- **What the task asks**: Take the line that contains "BATCH JOB #2094 — Class: pink sticky note" and each line after it in the material below, and transcribe them exactly, stopping at the end.

- **Given data**:
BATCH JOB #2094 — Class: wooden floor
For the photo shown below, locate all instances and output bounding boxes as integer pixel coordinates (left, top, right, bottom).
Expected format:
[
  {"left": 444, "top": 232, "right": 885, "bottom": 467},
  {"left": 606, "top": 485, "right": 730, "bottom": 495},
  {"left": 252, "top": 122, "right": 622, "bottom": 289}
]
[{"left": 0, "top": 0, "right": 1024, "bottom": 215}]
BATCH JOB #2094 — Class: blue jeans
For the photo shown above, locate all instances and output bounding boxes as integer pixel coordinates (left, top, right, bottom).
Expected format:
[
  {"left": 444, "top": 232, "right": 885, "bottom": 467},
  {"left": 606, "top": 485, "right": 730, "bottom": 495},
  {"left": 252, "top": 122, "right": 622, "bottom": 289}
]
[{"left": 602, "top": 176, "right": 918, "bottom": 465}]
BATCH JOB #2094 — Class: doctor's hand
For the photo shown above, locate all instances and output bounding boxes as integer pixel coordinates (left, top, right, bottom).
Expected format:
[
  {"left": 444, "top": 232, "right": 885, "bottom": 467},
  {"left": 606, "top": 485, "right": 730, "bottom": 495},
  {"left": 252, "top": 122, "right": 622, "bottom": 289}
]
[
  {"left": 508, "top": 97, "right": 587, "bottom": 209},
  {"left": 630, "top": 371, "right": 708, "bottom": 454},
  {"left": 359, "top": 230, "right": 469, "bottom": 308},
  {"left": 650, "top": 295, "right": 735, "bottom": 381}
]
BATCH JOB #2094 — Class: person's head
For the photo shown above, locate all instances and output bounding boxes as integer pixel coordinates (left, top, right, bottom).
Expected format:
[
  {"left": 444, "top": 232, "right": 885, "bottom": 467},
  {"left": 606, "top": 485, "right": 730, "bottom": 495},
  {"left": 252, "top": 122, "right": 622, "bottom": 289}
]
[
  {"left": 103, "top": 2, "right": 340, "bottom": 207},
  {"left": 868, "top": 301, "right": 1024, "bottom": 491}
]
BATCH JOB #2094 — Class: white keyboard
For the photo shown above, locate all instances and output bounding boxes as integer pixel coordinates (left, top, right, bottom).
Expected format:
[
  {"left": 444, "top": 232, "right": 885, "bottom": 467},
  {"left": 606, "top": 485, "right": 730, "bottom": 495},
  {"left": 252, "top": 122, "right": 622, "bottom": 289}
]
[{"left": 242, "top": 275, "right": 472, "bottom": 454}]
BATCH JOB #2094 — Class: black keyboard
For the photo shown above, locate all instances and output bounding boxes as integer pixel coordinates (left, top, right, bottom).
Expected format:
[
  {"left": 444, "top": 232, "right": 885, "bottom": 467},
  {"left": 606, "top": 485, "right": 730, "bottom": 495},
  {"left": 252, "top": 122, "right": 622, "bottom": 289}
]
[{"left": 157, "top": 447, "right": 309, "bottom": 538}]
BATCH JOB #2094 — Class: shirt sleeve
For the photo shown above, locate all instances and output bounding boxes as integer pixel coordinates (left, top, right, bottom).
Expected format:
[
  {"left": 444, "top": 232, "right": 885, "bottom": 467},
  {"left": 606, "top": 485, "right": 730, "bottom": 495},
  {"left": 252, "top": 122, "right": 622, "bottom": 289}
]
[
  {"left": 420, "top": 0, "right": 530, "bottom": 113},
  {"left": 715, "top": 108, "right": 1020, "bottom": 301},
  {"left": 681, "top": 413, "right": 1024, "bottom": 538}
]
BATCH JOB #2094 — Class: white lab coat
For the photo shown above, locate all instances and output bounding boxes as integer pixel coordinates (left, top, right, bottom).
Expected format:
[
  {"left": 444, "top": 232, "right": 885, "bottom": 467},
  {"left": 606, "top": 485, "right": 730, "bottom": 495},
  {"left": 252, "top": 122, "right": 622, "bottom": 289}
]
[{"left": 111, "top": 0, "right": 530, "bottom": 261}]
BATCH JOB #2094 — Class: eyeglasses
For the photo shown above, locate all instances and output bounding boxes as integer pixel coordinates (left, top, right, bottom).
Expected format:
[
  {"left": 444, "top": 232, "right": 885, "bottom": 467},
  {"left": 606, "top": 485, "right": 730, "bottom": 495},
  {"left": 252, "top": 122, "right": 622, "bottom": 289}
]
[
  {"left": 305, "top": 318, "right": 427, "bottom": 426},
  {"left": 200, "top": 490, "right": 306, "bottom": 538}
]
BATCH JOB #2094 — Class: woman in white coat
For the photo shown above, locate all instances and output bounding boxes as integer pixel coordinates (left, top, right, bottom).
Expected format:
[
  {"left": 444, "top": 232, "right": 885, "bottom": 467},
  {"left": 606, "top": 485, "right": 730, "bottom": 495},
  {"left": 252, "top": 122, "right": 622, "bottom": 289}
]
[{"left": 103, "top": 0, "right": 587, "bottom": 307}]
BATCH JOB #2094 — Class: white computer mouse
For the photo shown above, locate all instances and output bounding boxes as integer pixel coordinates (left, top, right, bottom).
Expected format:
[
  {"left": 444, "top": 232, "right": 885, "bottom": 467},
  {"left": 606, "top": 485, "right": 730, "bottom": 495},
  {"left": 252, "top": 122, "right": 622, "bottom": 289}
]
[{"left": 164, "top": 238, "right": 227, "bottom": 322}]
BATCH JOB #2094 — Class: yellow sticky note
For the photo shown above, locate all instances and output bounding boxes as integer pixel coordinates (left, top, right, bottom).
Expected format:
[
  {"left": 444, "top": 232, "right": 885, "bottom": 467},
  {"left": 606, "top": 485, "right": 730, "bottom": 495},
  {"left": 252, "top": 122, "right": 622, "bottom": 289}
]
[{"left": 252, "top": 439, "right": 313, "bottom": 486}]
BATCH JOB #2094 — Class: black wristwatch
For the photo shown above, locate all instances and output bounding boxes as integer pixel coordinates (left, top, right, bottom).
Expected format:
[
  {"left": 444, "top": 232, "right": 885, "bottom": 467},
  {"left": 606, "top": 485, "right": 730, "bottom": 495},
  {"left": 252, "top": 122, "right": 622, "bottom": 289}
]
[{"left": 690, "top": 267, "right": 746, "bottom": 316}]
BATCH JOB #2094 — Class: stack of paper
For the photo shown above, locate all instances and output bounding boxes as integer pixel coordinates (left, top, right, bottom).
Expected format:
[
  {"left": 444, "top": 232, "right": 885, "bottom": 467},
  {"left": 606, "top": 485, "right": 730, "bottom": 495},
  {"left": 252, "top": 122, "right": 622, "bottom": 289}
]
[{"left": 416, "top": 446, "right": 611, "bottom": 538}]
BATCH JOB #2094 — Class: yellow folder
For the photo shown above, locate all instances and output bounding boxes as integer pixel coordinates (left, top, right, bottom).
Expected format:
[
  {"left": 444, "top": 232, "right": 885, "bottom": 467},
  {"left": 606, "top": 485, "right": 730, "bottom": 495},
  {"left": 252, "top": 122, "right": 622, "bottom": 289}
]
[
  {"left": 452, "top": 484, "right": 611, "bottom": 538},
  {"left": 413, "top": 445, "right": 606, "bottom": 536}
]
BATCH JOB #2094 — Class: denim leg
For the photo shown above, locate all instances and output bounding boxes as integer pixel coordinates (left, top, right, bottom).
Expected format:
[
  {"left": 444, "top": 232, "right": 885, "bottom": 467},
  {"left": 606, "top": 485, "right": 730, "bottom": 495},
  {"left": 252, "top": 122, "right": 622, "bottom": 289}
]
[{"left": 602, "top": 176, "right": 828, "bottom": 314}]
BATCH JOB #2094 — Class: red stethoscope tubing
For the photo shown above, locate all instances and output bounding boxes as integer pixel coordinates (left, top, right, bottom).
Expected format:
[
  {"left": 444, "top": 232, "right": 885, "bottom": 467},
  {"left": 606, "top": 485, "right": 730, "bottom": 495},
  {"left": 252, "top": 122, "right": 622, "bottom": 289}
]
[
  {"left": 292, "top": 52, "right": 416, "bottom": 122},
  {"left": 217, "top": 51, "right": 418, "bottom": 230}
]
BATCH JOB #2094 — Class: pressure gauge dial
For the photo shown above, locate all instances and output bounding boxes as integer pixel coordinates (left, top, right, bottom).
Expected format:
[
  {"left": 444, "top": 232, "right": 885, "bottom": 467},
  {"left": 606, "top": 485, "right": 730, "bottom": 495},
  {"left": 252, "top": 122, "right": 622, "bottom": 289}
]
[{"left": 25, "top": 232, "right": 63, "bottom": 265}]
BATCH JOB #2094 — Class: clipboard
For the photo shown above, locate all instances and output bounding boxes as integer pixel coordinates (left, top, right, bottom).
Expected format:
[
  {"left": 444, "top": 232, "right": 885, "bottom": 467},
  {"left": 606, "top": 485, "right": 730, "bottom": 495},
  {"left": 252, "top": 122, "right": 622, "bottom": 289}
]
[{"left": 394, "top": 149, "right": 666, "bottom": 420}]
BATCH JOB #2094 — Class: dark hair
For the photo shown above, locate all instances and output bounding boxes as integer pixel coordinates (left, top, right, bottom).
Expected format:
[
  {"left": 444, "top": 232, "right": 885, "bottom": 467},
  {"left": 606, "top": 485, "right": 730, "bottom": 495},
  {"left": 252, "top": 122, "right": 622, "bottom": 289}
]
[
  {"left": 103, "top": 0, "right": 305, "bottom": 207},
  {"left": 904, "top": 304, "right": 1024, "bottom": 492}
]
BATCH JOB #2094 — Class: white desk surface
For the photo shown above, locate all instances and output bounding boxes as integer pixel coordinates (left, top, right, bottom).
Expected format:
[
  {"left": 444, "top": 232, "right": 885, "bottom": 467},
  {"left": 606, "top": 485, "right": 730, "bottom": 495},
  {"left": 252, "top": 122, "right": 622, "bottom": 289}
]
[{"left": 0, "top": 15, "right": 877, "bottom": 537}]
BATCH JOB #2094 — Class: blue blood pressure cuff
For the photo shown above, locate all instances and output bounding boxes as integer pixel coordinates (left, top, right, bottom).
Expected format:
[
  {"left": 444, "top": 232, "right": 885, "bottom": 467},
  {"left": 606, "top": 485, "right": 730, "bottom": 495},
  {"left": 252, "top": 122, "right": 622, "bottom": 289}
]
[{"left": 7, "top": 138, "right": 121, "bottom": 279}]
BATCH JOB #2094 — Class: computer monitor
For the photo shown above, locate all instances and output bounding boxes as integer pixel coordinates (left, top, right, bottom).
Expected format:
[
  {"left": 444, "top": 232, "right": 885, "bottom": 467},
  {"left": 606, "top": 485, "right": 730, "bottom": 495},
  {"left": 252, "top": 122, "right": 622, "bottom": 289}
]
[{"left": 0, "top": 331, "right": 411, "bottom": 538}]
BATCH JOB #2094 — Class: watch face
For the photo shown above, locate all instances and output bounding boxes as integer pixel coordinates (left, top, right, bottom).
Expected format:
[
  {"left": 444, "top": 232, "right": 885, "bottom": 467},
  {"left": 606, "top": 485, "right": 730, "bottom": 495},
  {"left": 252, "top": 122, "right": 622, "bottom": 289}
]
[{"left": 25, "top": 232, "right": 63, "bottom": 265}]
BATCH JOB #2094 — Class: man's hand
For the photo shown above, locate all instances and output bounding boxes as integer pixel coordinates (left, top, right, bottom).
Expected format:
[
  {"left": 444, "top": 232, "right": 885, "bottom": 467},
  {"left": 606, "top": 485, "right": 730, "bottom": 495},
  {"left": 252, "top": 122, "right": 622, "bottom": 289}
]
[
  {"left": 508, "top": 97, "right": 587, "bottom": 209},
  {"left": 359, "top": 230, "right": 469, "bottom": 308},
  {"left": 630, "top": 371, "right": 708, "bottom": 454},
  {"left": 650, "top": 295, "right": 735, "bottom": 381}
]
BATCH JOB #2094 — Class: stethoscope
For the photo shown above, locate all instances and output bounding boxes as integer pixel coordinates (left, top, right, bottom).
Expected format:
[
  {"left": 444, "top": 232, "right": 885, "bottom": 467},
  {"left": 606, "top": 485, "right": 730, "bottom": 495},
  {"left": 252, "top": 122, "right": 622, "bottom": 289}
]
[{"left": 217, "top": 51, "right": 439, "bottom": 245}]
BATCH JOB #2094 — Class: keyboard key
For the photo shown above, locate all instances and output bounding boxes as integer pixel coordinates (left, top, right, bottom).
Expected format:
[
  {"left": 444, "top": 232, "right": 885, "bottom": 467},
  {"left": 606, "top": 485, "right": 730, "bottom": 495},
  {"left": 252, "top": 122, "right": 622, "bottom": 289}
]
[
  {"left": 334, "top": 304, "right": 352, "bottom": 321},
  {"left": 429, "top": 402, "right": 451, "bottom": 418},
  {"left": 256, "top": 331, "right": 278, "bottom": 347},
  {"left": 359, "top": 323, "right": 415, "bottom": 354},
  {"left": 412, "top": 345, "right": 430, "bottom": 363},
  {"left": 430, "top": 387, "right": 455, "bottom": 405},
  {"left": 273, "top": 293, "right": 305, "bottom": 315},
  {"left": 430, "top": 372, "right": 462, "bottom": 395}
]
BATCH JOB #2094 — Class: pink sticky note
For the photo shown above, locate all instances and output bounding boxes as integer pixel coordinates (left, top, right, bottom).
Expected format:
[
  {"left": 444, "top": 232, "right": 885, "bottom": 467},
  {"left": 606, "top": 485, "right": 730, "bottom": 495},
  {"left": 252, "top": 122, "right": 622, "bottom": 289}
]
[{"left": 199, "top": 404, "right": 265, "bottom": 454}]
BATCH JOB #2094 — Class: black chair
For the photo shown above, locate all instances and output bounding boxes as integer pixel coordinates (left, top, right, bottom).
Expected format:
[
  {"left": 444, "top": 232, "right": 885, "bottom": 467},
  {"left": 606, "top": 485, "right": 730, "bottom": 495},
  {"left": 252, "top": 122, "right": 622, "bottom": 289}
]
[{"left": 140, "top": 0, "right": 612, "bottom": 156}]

- **Result**:
BATCH JOB #2094 — Class: pink sticky note
For the photo shown above, locate all instances and output bounding boxes as integer pixel coordinates (left, top, right, bottom).
Expected format:
[
  {"left": 444, "top": 232, "right": 885, "bottom": 467},
  {"left": 606, "top": 485, "right": 730, "bottom": 495},
  {"left": 252, "top": 122, "right": 622, "bottom": 289}
]
[{"left": 199, "top": 404, "right": 265, "bottom": 454}]
BATCH JOB #2094 — Class: black chair
For the photo shown above, locate all instances and output bounding boxes as integer pixel coordinates (left, top, right, bottom).
Expected format:
[
  {"left": 444, "top": 232, "right": 885, "bottom": 467},
  {"left": 606, "top": 485, "right": 730, "bottom": 495},
  {"left": 252, "top": 122, "right": 622, "bottom": 289}
]
[{"left": 140, "top": 0, "right": 612, "bottom": 156}]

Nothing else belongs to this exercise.